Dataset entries

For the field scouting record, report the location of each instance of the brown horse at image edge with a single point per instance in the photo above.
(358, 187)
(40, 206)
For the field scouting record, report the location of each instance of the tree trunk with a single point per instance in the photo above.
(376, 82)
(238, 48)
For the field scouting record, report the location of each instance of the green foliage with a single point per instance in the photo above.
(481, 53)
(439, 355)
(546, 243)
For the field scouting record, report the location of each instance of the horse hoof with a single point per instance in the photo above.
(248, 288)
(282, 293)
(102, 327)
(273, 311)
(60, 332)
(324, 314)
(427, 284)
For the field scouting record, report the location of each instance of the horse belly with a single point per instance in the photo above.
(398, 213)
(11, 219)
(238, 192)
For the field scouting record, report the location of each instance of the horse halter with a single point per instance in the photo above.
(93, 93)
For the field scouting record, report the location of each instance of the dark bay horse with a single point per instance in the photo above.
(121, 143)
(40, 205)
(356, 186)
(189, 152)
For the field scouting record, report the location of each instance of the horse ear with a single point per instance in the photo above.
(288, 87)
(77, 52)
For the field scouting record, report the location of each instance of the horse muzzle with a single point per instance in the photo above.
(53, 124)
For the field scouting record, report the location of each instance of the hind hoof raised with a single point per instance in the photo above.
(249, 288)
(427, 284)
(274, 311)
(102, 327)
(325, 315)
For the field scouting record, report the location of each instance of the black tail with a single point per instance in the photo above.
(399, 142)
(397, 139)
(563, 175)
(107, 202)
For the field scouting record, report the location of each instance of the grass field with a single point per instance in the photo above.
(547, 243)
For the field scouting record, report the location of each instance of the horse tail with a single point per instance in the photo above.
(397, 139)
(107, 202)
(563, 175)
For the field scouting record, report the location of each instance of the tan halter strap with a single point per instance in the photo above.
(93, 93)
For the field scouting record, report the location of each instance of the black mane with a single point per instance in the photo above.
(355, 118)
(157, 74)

EXERCISE OBJECTIVE -
Take the entries above and repeat them verbatim.

EXPECTED ANSWER -
For the field scouting record, report the location of each instance of the brown horse at image edge with a single point per instance in the photo above.
(358, 187)
(40, 206)
For the field scouting record, report the location of each instance of the tree trunk with a single point per instance in the photo above.
(376, 82)
(238, 48)
For the field scouting record, report the location of each instance of the green foliage with a single point per instance in the photo above.
(481, 53)
(439, 355)
(546, 243)
For the field scouting record, report the location of each instance of the horse hoof with a single point per instance in the photo above.
(248, 288)
(282, 293)
(102, 327)
(273, 311)
(60, 332)
(324, 314)
(427, 284)
For the field scouting record, report the location of each instance of the horse belly with a single point per instance in the photo above.
(398, 213)
(11, 219)
(238, 192)
For the field scouting record, report the location of each instance of the horse halter with a single point per instance in the photo above.
(93, 93)
For the field scouting record, report the location of each instance of the dark bay horse with a single point per instance in the photo above.
(121, 143)
(40, 205)
(356, 186)
(189, 152)
For the field scouting record, report the location of each instance of the horse ear with a single point per instance in the photo above.
(288, 87)
(77, 52)
For the field scouting record, report the location of each instance of the horse muzzle with a single point per instance in the photo above.
(53, 124)
For the field scouting record, report the location of each instance of the hind hoof raised with a single point per instance in the photo above.
(249, 288)
(427, 284)
(274, 311)
(102, 327)
(325, 315)
For the field scouting record, report the location of each instance of the black tail with a single point per instance in the photo above.
(399, 142)
(397, 139)
(563, 175)
(107, 202)
For the field scouting record, report the location of each instance of the grass field with a single point per instance in the photo above.
(547, 243)
For the field scouting record, report the location of each instance of the horse tail with a single point per instance in the photo above.
(397, 139)
(107, 202)
(563, 175)
For the field scouting record, report the location of each instance of the tan halter strap with a single point per instance in the photo above.
(93, 93)
For the field scouting record, report the location of each instance of the black mane with a single point per instance in the photo above.
(355, 118)
(157, 74)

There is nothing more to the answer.